● Work instructions: Find each line in the data below that contains the word "before" and copy it in full.

* * * * * * * * *

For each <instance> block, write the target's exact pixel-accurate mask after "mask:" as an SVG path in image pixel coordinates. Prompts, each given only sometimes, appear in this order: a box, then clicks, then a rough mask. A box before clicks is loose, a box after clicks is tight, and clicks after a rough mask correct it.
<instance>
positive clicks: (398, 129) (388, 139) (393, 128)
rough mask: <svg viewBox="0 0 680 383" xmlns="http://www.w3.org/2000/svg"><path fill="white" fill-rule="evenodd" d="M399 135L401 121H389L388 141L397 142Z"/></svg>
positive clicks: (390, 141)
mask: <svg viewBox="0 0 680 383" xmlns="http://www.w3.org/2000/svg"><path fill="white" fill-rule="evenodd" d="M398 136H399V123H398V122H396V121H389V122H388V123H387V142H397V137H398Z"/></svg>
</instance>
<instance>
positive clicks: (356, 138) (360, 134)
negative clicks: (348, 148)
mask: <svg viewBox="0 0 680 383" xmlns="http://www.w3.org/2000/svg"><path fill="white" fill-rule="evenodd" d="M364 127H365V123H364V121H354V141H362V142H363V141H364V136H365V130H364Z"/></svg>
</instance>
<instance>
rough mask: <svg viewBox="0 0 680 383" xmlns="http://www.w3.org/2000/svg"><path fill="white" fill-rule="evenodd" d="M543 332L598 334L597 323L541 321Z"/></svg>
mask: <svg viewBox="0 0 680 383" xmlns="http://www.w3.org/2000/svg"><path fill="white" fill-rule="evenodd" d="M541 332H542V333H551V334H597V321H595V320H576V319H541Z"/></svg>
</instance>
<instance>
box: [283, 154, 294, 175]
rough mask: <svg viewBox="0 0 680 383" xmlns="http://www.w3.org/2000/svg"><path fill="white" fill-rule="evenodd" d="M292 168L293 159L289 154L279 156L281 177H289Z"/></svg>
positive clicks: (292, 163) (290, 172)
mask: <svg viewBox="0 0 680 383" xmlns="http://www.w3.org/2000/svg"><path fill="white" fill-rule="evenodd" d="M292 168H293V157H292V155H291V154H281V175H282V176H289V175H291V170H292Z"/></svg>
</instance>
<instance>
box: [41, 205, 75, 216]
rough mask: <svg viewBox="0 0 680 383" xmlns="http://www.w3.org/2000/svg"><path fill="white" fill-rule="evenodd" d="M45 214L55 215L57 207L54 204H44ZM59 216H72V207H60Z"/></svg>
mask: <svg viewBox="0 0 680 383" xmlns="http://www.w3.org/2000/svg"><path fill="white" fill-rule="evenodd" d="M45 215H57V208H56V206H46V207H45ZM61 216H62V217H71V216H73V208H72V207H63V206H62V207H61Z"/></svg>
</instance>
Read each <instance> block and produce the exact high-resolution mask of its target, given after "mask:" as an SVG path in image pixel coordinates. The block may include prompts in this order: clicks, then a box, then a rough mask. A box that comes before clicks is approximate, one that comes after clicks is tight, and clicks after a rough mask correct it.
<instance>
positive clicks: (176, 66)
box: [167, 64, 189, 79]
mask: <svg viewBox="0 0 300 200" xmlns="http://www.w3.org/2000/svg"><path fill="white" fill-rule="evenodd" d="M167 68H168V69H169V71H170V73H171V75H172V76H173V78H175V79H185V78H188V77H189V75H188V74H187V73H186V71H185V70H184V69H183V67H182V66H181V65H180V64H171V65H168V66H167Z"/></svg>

* * * * * * * * *

● Response:
For each <instance> block, write the target's exact pixel-accurate mask after "mask:" as an SVG path in image pixel coordinates. Prompts, each given only sometimes, appear in this order: a box, then clicks, then a rough mask. A box before clicks is loose, a box after clicks is tight, and clicks after a rough mask correct it.
Read each <instance> block and produce the exact high-resolution mask of its target, given after "mask:" as an SVG path in image pixel coordinates. The block may include prompts in this order: clicks, then a box, then a rough mask. A box that comes before clicks is approximate, one that comes after clicks is tight, and clicks after a rough mask correct it.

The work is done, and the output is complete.